- WORK ITEM:
What you should write out is every line from the one containing "Which region of the image above contains the gray wood" to the end of the data, exactly and with nothing else.

Top of RECORDS SHOWN

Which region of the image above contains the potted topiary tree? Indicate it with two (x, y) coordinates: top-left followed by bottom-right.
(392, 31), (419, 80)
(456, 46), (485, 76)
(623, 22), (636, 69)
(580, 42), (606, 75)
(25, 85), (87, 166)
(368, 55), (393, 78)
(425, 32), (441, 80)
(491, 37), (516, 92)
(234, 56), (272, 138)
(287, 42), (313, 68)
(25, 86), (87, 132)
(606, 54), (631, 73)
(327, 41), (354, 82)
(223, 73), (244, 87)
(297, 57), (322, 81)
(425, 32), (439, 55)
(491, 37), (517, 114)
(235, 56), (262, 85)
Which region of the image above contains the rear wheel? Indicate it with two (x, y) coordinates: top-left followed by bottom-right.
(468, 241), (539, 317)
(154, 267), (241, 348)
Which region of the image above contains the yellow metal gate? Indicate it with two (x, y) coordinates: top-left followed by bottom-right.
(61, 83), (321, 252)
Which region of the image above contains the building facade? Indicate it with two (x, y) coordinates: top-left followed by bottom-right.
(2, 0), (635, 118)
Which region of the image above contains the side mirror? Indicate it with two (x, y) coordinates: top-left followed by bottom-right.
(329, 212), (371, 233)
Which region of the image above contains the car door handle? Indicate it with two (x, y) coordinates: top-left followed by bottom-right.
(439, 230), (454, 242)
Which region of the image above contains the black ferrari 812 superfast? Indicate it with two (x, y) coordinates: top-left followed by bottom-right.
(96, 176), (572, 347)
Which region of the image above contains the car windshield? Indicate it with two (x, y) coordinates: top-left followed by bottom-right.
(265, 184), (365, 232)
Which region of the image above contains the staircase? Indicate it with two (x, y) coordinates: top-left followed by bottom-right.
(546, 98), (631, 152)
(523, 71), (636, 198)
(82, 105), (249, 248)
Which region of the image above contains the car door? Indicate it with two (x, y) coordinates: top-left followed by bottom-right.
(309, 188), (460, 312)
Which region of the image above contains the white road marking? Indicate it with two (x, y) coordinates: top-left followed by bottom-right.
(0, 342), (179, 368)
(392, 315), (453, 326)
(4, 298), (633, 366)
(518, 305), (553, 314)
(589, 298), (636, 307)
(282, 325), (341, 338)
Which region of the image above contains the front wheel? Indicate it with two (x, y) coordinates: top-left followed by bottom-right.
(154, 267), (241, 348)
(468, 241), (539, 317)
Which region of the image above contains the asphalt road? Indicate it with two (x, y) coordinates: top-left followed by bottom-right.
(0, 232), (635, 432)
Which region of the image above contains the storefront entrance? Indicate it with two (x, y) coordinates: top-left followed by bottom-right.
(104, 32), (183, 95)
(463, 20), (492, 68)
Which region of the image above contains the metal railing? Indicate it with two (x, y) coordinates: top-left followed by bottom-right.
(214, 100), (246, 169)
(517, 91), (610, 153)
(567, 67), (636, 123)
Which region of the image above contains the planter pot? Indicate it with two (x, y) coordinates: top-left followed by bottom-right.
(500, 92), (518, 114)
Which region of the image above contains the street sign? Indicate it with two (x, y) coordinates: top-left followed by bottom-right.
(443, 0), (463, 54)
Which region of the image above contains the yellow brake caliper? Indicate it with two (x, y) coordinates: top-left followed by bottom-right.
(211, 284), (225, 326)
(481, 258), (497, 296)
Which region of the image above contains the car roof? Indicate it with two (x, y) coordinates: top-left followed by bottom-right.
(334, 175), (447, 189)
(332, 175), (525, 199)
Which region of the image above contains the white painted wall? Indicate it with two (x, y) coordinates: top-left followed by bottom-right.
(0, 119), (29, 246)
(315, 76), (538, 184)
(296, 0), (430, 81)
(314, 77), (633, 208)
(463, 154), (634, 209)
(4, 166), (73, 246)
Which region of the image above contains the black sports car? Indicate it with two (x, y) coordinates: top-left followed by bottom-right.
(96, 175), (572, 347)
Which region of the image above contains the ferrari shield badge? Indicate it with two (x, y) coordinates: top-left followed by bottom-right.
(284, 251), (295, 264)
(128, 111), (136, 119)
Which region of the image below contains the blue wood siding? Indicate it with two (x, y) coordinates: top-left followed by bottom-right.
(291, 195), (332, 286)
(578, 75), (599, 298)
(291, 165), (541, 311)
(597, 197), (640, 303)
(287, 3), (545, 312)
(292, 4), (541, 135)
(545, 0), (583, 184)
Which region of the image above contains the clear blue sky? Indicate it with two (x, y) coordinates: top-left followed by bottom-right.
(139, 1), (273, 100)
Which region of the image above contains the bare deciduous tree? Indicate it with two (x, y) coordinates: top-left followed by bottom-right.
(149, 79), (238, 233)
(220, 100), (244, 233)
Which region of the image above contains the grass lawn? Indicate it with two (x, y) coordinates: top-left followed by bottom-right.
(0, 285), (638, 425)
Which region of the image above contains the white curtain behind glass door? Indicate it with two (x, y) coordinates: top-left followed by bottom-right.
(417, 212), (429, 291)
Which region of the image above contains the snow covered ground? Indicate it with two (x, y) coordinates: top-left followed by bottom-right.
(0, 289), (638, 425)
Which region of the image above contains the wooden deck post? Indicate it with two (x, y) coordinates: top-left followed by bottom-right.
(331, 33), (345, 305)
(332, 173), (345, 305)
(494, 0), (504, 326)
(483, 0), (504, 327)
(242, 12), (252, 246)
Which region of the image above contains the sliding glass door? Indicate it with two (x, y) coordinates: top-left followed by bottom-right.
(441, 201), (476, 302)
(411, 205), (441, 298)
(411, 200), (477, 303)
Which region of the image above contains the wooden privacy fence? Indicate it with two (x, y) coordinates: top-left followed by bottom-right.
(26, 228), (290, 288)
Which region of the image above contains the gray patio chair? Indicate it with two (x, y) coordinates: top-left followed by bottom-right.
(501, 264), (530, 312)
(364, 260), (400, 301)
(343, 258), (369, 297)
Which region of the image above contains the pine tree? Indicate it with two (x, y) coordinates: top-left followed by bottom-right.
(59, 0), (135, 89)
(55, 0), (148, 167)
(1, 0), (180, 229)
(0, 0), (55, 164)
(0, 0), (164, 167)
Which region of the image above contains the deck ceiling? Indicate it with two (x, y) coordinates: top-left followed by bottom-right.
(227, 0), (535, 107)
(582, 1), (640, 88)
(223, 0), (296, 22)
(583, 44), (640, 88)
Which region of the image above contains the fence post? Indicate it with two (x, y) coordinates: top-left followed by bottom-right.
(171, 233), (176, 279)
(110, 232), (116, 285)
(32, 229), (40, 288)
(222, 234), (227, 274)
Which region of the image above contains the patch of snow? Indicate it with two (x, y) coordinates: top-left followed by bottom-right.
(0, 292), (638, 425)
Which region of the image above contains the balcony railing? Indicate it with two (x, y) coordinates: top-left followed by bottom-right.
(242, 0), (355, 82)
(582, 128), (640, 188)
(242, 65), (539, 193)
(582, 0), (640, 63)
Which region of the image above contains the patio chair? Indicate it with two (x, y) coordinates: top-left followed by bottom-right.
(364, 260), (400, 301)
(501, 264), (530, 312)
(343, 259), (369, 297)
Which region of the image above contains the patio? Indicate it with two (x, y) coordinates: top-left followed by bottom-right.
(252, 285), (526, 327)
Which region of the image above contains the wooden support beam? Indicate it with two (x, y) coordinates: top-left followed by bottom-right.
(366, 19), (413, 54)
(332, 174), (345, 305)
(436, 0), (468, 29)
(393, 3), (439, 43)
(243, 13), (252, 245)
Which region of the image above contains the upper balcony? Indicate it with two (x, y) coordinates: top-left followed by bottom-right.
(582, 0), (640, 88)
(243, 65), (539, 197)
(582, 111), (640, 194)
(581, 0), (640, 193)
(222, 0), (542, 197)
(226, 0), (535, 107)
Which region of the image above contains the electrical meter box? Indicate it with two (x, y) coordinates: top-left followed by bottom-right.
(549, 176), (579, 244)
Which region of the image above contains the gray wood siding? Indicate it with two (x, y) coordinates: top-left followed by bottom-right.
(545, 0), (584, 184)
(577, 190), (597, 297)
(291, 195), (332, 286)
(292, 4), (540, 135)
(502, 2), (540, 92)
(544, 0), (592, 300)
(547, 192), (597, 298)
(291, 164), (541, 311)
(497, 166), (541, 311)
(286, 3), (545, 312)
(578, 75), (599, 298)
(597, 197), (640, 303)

Bottom of RECORDS SHOWN

- RESPONSE TO THE EXERCISE:
Which region of the image above contains the gray wood siding? Indicate it with two (x, y) coordinates: top-left followed by bottom-right.
(545, 0), (584, 184)
(577, 190), (597, 297)
(291, 195), (332, 286)
(292, 4), (540, 135)
(502, 2), (540, 92)
(544, 0), (592, 300)
(547, 192), (597, 298)
(291, 164), (541, 311)
(497, 166), (541, 311)
(286, 3), (545, 312)
(578, 75), (599, 298)
(597, 197), (640, 303)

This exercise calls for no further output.